> Given problem: Arrange every line of the records below as a numbered list, skipping blank lines and leaving out any pictures.

> Data supplied:
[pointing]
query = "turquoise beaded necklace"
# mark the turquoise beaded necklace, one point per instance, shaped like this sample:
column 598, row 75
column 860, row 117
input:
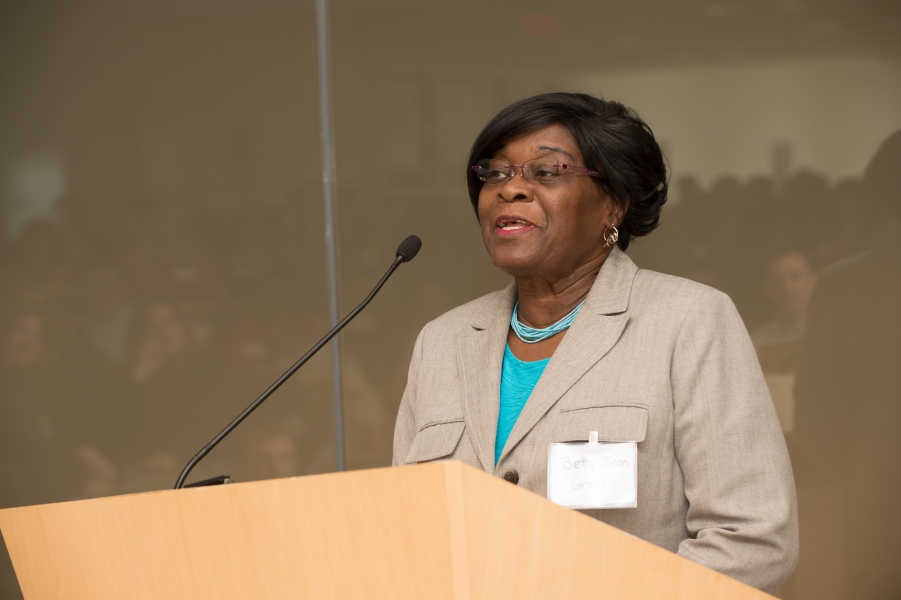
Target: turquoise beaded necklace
column 530, row 335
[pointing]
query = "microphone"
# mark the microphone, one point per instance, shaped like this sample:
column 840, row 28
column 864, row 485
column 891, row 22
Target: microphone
column 406, row 252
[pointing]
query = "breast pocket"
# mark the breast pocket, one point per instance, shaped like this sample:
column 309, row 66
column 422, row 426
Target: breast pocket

> Solved problem:
1. [pointing]
2. query = "turquoise beaded necklace"
3. # mark the turquoise beaded necklace, one point per instance, shaped like this sample:
4. column 598, row 75
5. column 860, row 117
6. input:
7. Target: turquoise beaded necklace
8. column 530, row 335
9. [pointing]
10. query = "microphone"
11. # mark the microphone, one point per instance, shaped like this sample:
12. column 840, row 28
13. column 864, row 485
14. column 891, row 22
15. Target: microphone
16. column 406, row 252
17. [pointing]
18. query = "breast pocket"
19. # mark the breast pocket, one point per instance, shaped like this sample:
20. column 309, row 66
21. column 422, row 426
22. Target: breast pocket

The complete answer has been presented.